● 本文:
---

分子量も400以下なので、髪への吸着も良く、整髪用油分として使用される例が多いようです。 しかし、実際には、コロンや日焼け止め、美容液など幅広くしようされています。
この成分そのモノが肌バリアを破壊しうる乳化剤とは思いません。ただ、このPPG-3ミリスチルが与えるしっとり感やすべすべ感は、表面上の偽りであって、肌バリアになりうる成分を「補給」したから肌の手触りがよくなった訳ではありません。トリオクタノインなどの「脂肪酸とグリセリンの合成でできたエステル油」とは全く異なり、PPG-3ミリスチルは「補給」という意味を持ちません。ただ、化粧品に含まれる成分には「補給目的」の成分以外にも「使用感を楽しむ為目的」の成分もあるってコトを知って頂きたいのです。
「しっとりして、しかもべたつかないからいい感じ♪」と、感じるのはいいですが、それは表面上の偽りでもあるコトを知っていて下さいね。

こう考えると、「安全」、「危険」で分類しるよりも、「補給」、「使用感改善」で分類した方が、参考になるかもしれませんね。

紫外線吸収剤
サリチル酸ヘキシル、ホモサレート、◯◯PABA◯◯、メトキシケイヒ酸オクチル(メトキシケイヒ酸エチルエキシル)、オキシベンゾン−◯、t−ブチルメトキシジベンゾイルメタン等々沢山の種類があります。
紫外線吸収剤は、紫外線を吸収した後に、熱エヘルギーに変換して、その刺激を防ぎます。しかし、分解性があり、分解した際に、毒性の高い成分が生じる可能性を指摘されています。また、合成系ですので、その不純物自体の危惧も懸念されます。

---

● 提供資料:
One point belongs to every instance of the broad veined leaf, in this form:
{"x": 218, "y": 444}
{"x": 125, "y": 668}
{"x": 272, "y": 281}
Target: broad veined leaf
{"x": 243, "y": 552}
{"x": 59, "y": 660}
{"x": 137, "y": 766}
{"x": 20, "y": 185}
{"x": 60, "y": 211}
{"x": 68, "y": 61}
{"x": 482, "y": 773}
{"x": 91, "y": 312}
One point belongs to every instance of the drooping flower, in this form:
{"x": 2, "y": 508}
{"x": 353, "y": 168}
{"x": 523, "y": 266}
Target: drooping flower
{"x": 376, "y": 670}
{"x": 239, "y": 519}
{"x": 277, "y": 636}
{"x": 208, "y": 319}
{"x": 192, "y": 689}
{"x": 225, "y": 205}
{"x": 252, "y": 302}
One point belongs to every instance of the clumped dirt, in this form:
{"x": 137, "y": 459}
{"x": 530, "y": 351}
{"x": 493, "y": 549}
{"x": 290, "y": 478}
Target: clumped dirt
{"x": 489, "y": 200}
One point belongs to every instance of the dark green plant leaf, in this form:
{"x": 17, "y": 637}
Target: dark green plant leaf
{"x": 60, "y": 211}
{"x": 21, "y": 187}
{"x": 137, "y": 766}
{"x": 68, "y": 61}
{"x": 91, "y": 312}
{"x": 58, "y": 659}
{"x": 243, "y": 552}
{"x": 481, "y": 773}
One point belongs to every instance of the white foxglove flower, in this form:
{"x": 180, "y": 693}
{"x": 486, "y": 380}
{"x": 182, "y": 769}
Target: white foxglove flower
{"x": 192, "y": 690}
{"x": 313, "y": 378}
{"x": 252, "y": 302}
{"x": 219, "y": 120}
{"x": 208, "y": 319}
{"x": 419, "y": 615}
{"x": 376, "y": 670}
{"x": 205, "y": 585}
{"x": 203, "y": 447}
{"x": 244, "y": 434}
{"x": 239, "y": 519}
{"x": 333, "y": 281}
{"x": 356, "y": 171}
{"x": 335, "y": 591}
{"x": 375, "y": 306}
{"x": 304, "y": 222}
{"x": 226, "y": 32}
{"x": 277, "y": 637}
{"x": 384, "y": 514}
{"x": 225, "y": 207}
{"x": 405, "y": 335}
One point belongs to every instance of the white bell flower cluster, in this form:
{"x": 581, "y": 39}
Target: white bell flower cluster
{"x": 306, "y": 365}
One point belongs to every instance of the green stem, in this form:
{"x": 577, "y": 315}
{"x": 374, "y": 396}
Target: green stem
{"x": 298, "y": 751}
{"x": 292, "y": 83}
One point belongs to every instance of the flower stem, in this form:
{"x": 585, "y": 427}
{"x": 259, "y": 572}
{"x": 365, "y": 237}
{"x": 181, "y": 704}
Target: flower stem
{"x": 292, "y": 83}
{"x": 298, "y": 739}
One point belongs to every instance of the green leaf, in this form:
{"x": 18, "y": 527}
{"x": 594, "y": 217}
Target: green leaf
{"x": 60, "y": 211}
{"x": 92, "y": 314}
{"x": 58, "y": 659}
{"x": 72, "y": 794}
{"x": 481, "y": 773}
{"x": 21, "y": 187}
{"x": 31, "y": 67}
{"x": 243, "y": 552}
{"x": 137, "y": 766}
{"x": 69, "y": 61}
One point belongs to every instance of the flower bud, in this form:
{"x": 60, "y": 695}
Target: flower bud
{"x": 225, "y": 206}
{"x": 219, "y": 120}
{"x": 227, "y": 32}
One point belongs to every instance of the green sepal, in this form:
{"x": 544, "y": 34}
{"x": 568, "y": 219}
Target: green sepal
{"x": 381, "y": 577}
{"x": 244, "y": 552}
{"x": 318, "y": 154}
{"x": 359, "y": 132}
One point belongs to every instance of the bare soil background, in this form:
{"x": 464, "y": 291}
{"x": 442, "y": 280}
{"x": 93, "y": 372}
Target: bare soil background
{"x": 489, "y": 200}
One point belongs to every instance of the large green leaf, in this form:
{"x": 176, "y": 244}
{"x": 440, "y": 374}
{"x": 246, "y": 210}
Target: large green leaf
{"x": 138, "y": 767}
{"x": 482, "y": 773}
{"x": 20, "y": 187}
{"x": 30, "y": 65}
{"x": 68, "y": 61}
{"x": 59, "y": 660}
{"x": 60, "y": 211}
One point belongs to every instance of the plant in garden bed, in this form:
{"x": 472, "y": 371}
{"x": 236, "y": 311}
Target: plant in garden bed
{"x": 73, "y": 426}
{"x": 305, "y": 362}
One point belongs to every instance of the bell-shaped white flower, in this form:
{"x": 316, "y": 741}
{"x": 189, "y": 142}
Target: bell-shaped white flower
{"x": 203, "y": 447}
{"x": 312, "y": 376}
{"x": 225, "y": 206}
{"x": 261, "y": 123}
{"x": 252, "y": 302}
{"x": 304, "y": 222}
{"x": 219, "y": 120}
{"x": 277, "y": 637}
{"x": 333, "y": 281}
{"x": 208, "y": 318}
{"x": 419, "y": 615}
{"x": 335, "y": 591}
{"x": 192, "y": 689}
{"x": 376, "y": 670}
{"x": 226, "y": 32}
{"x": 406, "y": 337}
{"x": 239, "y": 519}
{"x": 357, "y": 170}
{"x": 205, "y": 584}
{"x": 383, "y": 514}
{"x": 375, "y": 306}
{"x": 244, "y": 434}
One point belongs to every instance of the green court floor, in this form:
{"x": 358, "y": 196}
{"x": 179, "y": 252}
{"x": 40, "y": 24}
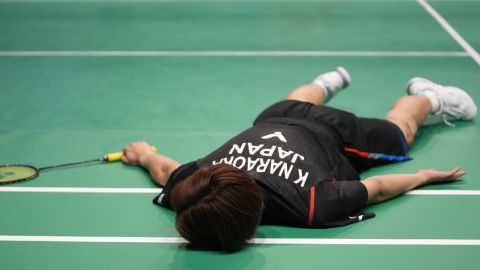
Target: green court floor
{"x": 81, "y": 78}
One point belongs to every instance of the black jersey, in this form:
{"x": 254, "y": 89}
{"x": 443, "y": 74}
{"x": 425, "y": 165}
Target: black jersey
{"x": 305, "y": 178}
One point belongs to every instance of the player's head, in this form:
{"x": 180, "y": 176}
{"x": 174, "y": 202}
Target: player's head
{"x": 218, "y": 207}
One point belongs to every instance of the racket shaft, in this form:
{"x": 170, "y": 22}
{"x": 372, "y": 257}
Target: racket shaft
{"x": 118, "y": 156}
{"x": 70, "y": 164}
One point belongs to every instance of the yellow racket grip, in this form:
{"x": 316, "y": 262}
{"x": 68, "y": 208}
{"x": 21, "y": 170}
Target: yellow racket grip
{"x": 118, "y": 156}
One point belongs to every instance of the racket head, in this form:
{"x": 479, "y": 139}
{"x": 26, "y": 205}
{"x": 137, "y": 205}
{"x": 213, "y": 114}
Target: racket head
{"x": 11, "y": 173}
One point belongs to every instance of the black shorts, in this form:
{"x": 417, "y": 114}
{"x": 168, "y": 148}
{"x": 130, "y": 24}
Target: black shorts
{"x": 364, "y": 134}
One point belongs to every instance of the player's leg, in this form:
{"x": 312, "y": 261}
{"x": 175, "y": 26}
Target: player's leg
{"x": 430, "y": 103}
{"x": 408, "y": 113}
{"x": 323, "y": 88}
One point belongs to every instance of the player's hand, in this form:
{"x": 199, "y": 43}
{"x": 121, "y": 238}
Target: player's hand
{"x": 433, "y": 176}
{"x": 136, "y": 153}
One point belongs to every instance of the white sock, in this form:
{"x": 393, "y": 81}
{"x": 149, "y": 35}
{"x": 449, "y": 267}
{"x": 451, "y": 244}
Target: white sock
{"x": 433, "y": 100}
{"x": 326, "y": 94}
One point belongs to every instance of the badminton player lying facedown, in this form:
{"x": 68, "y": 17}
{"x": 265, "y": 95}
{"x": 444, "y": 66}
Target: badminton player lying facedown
{"x": 299, "y": 164}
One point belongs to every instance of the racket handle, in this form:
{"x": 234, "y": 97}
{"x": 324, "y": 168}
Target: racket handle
{"x": 118, "y": 156}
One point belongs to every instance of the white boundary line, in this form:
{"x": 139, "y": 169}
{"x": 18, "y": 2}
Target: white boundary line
{"x": 451, "y": 31}
{"x": 260, "y": 241}
{"x": 158, "y": 190}
{"x": 81, "y": 190}
{"x": 233, "y": 53}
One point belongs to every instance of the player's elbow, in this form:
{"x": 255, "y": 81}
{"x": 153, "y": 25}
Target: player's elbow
{"x": 376, "y": 189}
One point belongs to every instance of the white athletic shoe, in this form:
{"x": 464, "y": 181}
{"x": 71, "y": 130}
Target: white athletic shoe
{"x": 454, "y": 103}
{"x": 333, "y": 81}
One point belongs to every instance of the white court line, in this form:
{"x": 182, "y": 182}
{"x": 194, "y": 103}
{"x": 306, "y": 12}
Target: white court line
{"x": 276, "y": 241}
{"x": 450, "y": 30}
{"x": 233, "y": 53}
{"x": 81, "y": 190}
{"x": 158, "y": 190}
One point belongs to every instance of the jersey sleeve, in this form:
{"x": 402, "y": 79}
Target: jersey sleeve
{"x": 337, "y": 203}
{"x": 177, "y": 176}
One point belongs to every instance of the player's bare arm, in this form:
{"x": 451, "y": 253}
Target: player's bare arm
{"x": 384, "y": 187}
{"x": 160, "y": 167}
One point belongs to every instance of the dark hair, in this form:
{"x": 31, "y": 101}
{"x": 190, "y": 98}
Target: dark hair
{"x": 218, "y": 207}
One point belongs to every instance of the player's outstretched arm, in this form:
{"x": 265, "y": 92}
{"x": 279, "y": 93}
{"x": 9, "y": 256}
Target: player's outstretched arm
{"x": 141, "y": 154}
{"x": 384, "y": 187}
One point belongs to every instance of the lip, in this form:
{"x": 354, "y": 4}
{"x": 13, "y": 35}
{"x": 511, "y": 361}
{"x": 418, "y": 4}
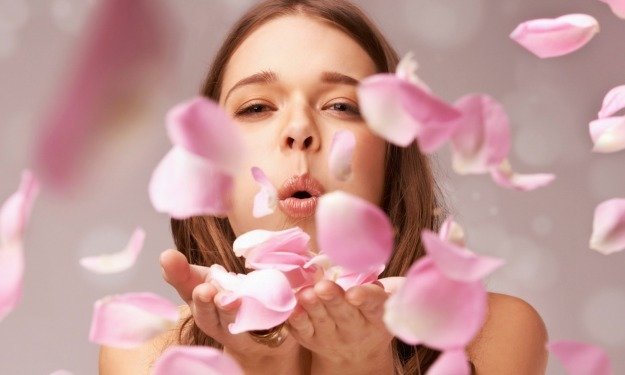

---

● 問題文: 化粧品成分についての本文のうち、「分子量も400以下なので、髪」で始まり「ン等々沢山の種類があります。」で終わる部分を一字一句そのまま打ち直してもらえますか?

● 最終結果:
分子量も400以下なので、髪への吸着も良く、整髪用油分として使用される例が多いようです。 しかし、実際には、コロンや日焼け止め、美容液など幅広くしようされています。
この成分そのモノが肌バリアを破壊しうる乳化剤とは思いません。ただ、このPPG-3ミリスチルが与えるしっとり感やすべすべ感は、表面上の偽りであって、肌バリアになりうる成分を「補給」したから肌の手触りがよくなった訳ではありません。トリオクタノインなどの「脂肪酸とグリセリンの合成でできたエステル油」とは全く異なり、PPG-3ミリスチルは「補給」という意味を持ちません。ただ、化粧品に含まれる成分には「補給目的」の成分以外にも「使用感を楽しむ為目的」の成分もあるってコトを知って頂きたいのです。
「しっとりして、しかもべたつかないからいい感じ♪」と、感じるのはいいですが、それは表面上の偽りでもあるコトを知っていて下さいね。

こう考えると、「安全」、「危険」で分類しるよりも、「補給」、「使用感改善」で分類した方が、参考になるかもしれませんね。

紫外線吸収剤
サリチル酸ヘキシル、ホモサレート、◯◯PABA◯◯、メトキシケイヒ酸オクチル(メトキシケイヒ酸エチルエキシル)、オキシベンゾン−◯、t−ブチルメトキシジベンゾイルメタン等々沢山の種類があります。